Records excerpted from a collection:
_ _ _

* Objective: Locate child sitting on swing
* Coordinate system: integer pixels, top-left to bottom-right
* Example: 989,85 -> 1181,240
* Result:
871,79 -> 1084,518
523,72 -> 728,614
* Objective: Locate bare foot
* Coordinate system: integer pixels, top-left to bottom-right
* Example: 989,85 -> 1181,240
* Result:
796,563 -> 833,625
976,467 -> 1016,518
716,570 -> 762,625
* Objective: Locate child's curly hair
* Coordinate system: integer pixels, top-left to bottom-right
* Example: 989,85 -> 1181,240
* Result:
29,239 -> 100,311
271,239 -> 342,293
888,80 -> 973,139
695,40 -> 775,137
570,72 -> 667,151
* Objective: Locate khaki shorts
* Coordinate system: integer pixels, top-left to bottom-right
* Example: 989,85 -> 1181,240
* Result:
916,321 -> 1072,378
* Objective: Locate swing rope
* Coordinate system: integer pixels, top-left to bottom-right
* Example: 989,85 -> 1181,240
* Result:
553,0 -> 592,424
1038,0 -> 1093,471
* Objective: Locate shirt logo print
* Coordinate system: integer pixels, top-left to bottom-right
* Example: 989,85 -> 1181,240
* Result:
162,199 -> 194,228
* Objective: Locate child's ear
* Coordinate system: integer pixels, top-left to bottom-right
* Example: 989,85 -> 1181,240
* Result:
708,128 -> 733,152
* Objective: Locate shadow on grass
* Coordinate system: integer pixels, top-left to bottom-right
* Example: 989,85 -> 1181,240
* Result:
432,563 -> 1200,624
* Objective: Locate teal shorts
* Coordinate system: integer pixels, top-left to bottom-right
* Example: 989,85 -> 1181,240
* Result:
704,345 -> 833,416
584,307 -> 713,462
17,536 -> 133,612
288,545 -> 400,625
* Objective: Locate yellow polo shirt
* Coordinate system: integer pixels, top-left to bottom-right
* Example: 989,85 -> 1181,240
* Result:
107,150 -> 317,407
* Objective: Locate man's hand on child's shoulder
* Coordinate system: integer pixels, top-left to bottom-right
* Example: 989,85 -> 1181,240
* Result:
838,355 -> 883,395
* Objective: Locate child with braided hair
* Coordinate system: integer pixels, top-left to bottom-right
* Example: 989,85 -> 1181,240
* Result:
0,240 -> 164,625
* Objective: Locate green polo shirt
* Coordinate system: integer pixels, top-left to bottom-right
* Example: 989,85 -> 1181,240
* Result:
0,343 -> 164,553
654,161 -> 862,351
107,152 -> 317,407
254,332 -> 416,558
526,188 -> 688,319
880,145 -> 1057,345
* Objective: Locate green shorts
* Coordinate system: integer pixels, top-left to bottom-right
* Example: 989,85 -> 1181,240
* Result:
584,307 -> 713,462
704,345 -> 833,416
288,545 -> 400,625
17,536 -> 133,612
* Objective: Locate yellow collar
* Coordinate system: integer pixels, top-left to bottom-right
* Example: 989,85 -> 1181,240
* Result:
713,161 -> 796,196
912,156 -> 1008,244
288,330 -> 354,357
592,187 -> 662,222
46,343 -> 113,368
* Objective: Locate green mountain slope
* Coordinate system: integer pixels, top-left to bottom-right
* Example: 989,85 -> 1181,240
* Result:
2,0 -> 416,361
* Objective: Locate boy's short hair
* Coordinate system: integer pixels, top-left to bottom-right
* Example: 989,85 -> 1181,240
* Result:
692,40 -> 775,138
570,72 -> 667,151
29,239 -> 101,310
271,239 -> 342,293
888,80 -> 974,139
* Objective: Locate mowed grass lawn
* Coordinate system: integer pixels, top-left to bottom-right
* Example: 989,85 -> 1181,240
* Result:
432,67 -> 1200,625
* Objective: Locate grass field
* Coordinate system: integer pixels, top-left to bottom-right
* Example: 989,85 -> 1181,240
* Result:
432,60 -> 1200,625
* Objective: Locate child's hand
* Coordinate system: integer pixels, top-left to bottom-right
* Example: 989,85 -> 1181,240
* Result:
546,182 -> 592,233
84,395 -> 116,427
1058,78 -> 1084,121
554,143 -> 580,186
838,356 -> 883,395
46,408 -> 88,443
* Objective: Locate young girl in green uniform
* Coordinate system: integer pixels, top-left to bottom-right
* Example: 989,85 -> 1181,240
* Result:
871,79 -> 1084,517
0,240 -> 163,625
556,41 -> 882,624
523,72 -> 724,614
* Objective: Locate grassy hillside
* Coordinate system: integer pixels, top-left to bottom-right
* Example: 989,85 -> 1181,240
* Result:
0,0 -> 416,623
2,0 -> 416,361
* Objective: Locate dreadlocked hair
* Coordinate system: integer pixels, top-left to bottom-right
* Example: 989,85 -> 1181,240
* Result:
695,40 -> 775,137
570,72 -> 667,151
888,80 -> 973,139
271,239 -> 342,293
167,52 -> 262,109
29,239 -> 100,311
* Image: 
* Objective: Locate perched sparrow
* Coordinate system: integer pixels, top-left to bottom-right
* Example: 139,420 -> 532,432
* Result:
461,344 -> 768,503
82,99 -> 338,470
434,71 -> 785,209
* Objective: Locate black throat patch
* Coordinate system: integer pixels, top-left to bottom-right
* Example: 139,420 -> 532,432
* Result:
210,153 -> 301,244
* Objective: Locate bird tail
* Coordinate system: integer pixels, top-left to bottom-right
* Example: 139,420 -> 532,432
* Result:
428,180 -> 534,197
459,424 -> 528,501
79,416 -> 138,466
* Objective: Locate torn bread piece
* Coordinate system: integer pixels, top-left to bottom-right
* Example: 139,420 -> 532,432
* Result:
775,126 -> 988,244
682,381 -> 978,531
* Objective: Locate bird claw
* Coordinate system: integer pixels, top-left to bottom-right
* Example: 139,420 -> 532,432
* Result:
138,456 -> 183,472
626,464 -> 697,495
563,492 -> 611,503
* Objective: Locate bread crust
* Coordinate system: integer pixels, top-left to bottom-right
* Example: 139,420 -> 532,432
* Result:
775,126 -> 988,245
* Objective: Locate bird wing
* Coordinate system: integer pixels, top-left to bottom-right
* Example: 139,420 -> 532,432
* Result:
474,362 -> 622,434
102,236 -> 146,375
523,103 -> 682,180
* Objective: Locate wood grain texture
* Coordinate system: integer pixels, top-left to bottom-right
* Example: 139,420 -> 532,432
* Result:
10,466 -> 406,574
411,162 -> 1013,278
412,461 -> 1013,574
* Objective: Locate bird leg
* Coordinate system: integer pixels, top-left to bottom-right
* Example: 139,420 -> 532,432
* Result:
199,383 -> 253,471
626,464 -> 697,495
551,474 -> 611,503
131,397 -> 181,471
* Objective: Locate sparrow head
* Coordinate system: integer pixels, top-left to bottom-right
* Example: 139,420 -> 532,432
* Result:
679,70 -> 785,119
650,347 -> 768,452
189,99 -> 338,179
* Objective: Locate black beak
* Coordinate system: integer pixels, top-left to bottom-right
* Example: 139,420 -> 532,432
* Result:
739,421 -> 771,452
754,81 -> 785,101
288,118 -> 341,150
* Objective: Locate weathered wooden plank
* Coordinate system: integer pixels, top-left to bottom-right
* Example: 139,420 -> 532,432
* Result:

_ _ _

• [The request]: Replace every "Coordinate system" in the material with "Coordinate format", and give all the lines again with nothing else changed.

• [Correct output]:
* Objective: Locate child sitting on swing
* Coordinate format: integer pixels, top-left to bottom-right
* Example: 989,85 -> 1181,240
* Result:
871,79 -> 1084,518
523,72 -> 728,614
* Objective: Locate bare foot
* Coordinate format: integer pixels, top-left to bottom-right
* Example: 989,85 -> 1181,240
* Result:
796,563 -> 833,625
976,467 -> 1016,518
716,570 -> 762,625
* Objective: Locate child's curly hair
* Coordinate format: integer pixels, top-left to bottom-right
* Example: 989,85 -> 1181,240
* Result:
29,239 -> 100,311
271,239 -> 342,293
888,80 -> 973,139
695,40 -> 775,137
570,72 -> 667,151
* Objective: Locate khaki shorts
* Coordinate format: integer pixels, top-left to bottom-right
* Example: 989,85 -> 1181,240
* Result:
916,321 -> 1072,378
* Objective: Locate swing rope
* Coordinate format: integer pixels, top-left to bottom-right
* Example: 989,85 -> 1181,240
* Result:
553,0 -> 592,424
1038,0 -> 1093,471
* Objective: Locate shirt logo print
* Coordinate format: integer pixels, top-left to bottom-right
* Example: 989,85 -> 1181,240
* Result:
162,199 -> 194,228
* Objective: Locate child's ear
* Coordinate format: integer pixels, top-left to bottom-right
* Example: 989,85 -> 1181,240
* Result:
708,128 -> 733,152
* Objective: Locate shadow on grass
* Coordinate format: integer pixels, top-left to bottom-right
* Example: 989,85 -> 1181,240
* Result:
432,563 -> 1200,624
* Objective: Locate teal shorts
* Coordinate format: integer pixels, top-left to bottom-right
* Example: 989,85 -> 1181,240
* Result:
704,345 -> 833,416
584,307 -> 713,462
17,536 -> 133,612
288,545 -> 400,625
* Objective: Locate yellow polo shirt
* Coordinate format: integer pixels, top-left to bottom-right
* Example: 989,85 -> 1181,240
* Result:
107,150 -> 317,407
* Objective: Locate man's hand on child's shoulder
* Coordinate format: integer pixels, top-left to bottom-right
* Example: 989,85 -> 1181,240
* Result:
838,355 -> 883,395
* Objective: Locate child with braided hair
* Coordinate format: integer pixels, top-left to bottom-right
* Example: 989,85 -> 1181,240
* Result:
0,240 -> 164,625
* Objective: Locate green polo shirt
* Coordinate format: integer pixels, top-left to bottom-right
* Example: 989,85 -> 1181,240
* Result:
0,343 -> 164,553
654,161 -> 862,351
107,152 -> 317,407
254,332 -> 416,558
526,188 -> 688,319
880,145 -> 1057,345
* Objective: Locate green shorts
* Coordinate format: integer pixels, top-left to bottom-right
* Example: 989,85 -> 1181,240
* Result:
584,307 -> 713,462
704,345 -> 833,416
288,545 -> 400,625
17,536 -> 133,612
* Objective: Locate yellow collar
* Coordinate format: integer pixels, top-left to bottom-right
* Example: 989,85 -> 1181,240
* Result:
713,161 -> 796,196
912,156 -> 1008,244
288,330 -> 354,357
592,187 -> 662,222
46,343 -> 113,368
* Objective: Locate green mountain slope
* Coordinate format: integer pixels, top-left to bottom-right
* Example: 989,85 -> 1181,240
* Result:
2,0 -> 416,361
* Objective: Locate boy's short hair
* Coordinate format: integer pixels, top-left to bottom-right
* Example: 989,85 -> 1181,240
* Result:
692,40 -> 775,138
570,72 -> 667,151
29,239 -> 101,310
271,239 -> 342,293
888,80 -> 974,139
* Objective: Locate mowed grass lawn
* Coordinate format: integer pixels, top-left to bottom-right
* Example: 989,85 -> 1181,240
* Result:
432,67 -> 1200,625
* Objective: Locate grass field
* Coordinate format: integer pixels, top-left to bottom-right
* Example: 989,85 -> 1181,240
* Result:
432,60 -> 1200,625
* Objective: Locate child's hand
* Coordinate format: integer pixels, top-left to bottom-right
* Example: 989,85 -> 1181,240
* Result:
546,182 -> 592,233
84,395 -> 116,427
1058,78 -> 1084,121
554,143 -> 580,186
838,356 -> 883,395
46,408 -> 88,443
* Objective: Locate young girl in green uniform
* Coordinate format: integer pixels, top-left to bottom-right
* Example: 989,85 -> 1181,240
* Result:
871,79 -> 1084,517
0,240 -> 163,625
556,41 -> 882,624
523,72 -> 724,614
* Objective: Locate grassy hillside
* Coordinate format: integer pixels, top-left to bottom-right
* Example: 989,85 -> 1181,240
* Result:
0,0 -> 416,623
2,0 -> 416,361
* Objective: Locate dreadlocked hair
* Coordinate format: integer pixels, top-left to bottom-right
* Example: 989,85 -> 1181,240
* Result:
695,40 -> 775,137
570,72 -> 667,151
888,80 -> 973,139
271,239 -> 342,293
167,52 -> 262,109
29,239 -> 100,311
* Image: 
* Objective: Locate perched sparrow
* Coordinate format: integer pixels, top-left to bottom-right
* Example: 139,420 -> 532,432
* Result:
461,344 -> 768,503
82,99 -> 338,470
434,71 -> 785,209
* Objective: Locate black throat patch
* Coordinate format: integer pixels, top-left to bottom-right
* Example: 139,420 -> 532,432
* Result:
210,153 -> 301,244
* Objective: Locate bird tail
* Coordinate format: integer pixels, top-left to bottom-right
* Example: 139,420 -> 532,432
* Result:
428,180 -> 534,197
459,424 -> 528,501
79,416 -> 138,466
* Objective: Locate torn bread piece
* Coordinate format: integer pixels, top-left to bottom-right
* Example: 139,420 -> 532,432
* Result:
775,126 -> 988,244
682,381 -> 978,531
* Objective: Locate bird claw
* Coordinate format: integer pixels, top-left to bottom-right
* Example: 139,420 -> 532,432
* Result:
138,456 -> 183,472
626,464 -> 697,495
563,492 -> 611,503
* Objective: Locate bread crust
* Coordinate format: integer pixels, top-left to bottom-right
* Example: 139,420 -> 532,432
* Result:
775,126 -> 988,245
* Objective: Locate bird wing
* Coordinate format: integer pixels, top-left to bottom-right
* Example: 139,420 -> 532,432
* Result:
474,362 -> 622,434
102,236 -> 146,375
523,103 -> 682,180
* Objective: Locate wood grain texture
* Coordinate format: integer pixels, top-left to bottom-right
* Example: 139,420 -> 532,432
* Result:
10,466 -> 406,574
411,162 -> 1013,278
412,461 -> 1013,574
* Objective: Locate bird leg
* Coordinate format: integer pixels, top-left to bottom-right
* Example: 139,420 -> 532,432
* Result:
199,383 -> 253,471
626,464 -> 697,495
551,474 -> 611,503
131,397 -> 181,471
* Objective: Locate sparrow head
* Coordinate format: integer pixels, top-left to bottom-right
* Example: 139,420 -> 532,432
* Result:
679,70 -> 785,119
650,347 -> 768,452
189,99 -> 338,179
* Objective: Locate black beak
* Coordinate format: integer pixels, top-left to bottom-right
* Example: 139,420 -> 532,432
* Result:
739,421 -> 771,452
754,81 -> 785,101
288,118 -> 341,150
* Objective: Locate weathered wooden plank
* Coordinate format: integer pixels, top-left to bottom-right
* Example: 139,420 -> 532,432
* Result:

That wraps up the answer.